→ YOUR GOAL: Once you reach the line containing "the rocky cliff", reproduce it and every later line exactly, through the end of the data.

→ RECORDS SHOWN:
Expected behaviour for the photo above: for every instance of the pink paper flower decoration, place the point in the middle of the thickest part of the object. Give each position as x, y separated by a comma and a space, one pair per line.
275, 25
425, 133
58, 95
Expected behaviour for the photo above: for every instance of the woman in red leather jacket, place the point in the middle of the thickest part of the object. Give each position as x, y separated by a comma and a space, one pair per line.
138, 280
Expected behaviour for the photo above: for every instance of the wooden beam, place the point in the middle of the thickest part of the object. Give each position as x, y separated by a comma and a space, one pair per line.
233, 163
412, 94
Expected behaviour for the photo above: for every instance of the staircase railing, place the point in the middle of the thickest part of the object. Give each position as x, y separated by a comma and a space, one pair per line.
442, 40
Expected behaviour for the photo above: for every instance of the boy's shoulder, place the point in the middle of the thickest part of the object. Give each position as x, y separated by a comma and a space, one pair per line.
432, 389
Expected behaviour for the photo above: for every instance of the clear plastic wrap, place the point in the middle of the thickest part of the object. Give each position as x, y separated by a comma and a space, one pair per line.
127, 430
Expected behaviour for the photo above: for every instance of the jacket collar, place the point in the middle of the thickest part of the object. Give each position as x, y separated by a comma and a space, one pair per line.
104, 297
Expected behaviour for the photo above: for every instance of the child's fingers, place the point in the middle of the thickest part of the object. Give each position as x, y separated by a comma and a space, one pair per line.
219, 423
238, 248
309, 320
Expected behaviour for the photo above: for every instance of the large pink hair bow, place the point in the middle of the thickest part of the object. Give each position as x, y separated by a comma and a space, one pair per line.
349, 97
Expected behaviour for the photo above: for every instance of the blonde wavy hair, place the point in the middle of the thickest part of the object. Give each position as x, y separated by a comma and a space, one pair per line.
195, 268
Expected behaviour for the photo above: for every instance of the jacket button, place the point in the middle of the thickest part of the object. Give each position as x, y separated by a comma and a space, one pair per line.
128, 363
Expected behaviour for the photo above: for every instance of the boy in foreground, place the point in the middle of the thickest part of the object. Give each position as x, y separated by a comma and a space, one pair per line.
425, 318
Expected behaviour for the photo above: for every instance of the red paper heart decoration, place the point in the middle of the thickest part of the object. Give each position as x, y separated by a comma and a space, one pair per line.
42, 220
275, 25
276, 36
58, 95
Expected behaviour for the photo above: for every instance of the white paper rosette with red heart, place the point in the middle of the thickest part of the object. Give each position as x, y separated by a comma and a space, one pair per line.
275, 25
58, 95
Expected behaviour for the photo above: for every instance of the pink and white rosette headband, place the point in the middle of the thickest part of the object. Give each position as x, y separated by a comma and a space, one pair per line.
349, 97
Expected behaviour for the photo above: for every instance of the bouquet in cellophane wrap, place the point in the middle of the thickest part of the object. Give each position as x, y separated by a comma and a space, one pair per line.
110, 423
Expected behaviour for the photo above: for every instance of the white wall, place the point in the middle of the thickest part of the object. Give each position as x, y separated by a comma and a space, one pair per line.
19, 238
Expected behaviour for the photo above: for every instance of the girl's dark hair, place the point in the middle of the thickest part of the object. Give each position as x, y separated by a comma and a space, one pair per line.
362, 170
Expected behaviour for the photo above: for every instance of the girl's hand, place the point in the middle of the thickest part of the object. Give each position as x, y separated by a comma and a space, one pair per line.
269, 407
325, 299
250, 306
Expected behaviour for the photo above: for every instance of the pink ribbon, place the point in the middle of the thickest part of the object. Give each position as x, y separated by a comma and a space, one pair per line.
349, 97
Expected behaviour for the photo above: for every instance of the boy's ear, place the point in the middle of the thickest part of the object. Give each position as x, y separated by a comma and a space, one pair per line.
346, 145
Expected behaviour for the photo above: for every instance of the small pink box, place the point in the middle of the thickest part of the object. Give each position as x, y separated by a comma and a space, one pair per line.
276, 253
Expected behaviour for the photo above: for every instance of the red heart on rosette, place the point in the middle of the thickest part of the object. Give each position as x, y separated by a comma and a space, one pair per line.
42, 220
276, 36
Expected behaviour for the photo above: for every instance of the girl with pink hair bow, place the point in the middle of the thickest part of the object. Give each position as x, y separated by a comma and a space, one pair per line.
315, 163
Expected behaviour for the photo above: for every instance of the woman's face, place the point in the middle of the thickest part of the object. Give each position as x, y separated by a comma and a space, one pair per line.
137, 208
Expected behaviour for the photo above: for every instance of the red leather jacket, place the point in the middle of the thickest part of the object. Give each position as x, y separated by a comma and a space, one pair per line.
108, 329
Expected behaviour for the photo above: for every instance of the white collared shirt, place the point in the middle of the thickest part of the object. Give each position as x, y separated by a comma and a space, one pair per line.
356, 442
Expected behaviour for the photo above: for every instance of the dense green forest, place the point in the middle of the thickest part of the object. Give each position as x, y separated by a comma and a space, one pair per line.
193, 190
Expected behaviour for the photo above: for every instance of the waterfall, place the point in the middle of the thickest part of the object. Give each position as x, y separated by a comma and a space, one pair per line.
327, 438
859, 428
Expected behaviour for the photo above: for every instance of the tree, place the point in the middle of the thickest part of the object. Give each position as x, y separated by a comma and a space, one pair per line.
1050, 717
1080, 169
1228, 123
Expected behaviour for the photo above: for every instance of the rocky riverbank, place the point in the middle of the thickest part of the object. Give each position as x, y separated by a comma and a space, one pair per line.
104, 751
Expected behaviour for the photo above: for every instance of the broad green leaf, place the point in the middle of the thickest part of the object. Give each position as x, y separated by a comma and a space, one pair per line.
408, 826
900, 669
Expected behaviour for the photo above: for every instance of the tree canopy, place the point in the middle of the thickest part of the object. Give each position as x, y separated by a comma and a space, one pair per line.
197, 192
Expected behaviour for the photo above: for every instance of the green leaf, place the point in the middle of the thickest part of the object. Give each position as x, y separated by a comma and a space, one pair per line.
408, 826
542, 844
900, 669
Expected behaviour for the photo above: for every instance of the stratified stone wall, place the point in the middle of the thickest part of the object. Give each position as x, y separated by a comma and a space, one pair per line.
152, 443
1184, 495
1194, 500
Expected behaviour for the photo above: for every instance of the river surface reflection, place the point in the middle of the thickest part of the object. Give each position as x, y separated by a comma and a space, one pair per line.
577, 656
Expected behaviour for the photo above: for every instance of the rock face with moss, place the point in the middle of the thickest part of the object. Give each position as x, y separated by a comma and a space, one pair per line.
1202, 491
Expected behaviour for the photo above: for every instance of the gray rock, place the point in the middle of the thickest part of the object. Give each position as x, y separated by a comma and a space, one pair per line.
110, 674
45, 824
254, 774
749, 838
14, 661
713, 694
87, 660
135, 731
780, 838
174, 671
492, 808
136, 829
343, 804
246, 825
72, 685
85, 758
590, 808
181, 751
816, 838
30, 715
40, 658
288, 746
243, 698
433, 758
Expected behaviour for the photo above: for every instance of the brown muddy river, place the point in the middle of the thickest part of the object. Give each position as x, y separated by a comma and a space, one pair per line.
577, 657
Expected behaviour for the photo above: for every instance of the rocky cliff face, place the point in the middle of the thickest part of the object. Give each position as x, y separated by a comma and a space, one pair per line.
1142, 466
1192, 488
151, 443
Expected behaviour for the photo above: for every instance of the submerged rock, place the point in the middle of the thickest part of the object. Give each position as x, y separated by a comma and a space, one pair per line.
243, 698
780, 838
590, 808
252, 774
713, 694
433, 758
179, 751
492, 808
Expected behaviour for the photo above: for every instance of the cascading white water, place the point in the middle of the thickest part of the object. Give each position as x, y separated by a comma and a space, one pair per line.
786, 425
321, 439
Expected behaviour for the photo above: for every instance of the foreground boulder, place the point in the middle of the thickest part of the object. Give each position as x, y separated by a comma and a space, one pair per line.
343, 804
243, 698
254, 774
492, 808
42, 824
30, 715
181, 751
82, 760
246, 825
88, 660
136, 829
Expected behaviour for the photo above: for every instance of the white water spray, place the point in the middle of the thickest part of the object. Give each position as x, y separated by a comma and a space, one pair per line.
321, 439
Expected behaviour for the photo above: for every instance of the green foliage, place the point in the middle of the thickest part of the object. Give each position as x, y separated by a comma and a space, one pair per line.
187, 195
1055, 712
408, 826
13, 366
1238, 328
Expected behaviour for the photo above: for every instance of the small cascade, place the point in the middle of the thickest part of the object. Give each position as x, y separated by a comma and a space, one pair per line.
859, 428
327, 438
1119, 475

→ REPLY TO THE EXERCISE:
Expected behaviour for the photo above: for every instance of the rocky cliff face, place the point in the middle of the thickest part of the object. Give each position as x, y separated by a comma and a space, one pair per line.
1142, 466
1192, 488
151, 443
Expected behaviour for the photo above: for every instance of the submerged rock, place the point in the middle of the thickest part of the object. Give each position as x, y separated by a comma and a space, one pair per line.
243, 698
780, 838
590, 808
252, 774
713, 694
433, 758
179, 751
492, 808
Expected behaviour for the photo above: for every instance of the cascading white water, place the point in the middle of the thickest part of the object. Give each position as x, y separated by a comma and a space, one pair per line.
786, 425
321, 439
Expected behaviour for the photo above: for every instance of the foreground boulder, place the point in the middle of the thickest part of the object. Give each position as x, y separated by a comma and a space, one pair per line.
343, 804
243, 698
254, 774
492, 808
42, 824
30, 715
181, 751
82, 760
246, 825
88, 660
136, 829
Expected behaviour for the photo above: for every instance of the white water spray, place the point in the middle of the thickest part of the object. Give each position as x, y separated by a comma and a space, one pair per line.
321, 439
Expected behaviour for the photo above: for every instance of the green foliage, place the point in the middle of the thickest part of the object. Give each position as x, y separated by a comma and a space, one pair per line.
187, 195
1055, 712
408, 826
13, 366
1238, 328
Expected behaviour for the photo above: for every instance of the small cascade, place the point in the middle of the thickest part of the object. Give each position as x, y separated by a comma and a space, one pair per line.
859, 428
327, 438
1119, 475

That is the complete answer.